■ About this task
When you transcribe the entries below, keep the wording exact and omit the pictures.

■ Dataset records
------

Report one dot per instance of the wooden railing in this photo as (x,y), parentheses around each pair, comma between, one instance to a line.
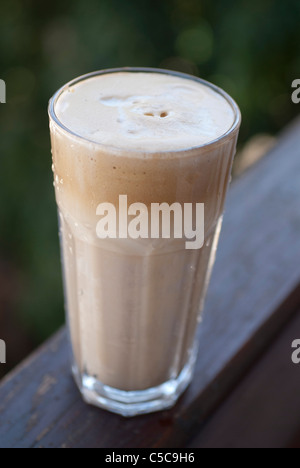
(246,389)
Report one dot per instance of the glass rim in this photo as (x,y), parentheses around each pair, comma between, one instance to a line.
(234,127)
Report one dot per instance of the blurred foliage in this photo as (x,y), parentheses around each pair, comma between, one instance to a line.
(250,48)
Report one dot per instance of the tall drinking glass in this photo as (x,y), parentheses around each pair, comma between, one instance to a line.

------

■ Your response
Report one dot per instance of the wooden railing in this photo as (x,y), parentheses around each pair, comma between, one instance to a line.
(246,389)
Report one dot per instance of the glass rim in this photo as (x,y), parentheses around each pair, comma between, one instance to a line.
(234,127)
Report one dot per instance of the blurred foliage in this photo as (x,y), parentheses around each pair, comma between, one instance to a line.
(250,48)
Report one dot per instance of the tall drinking glass in this photo as (x,y), parentheses around each pair, comma between, one instance to a line.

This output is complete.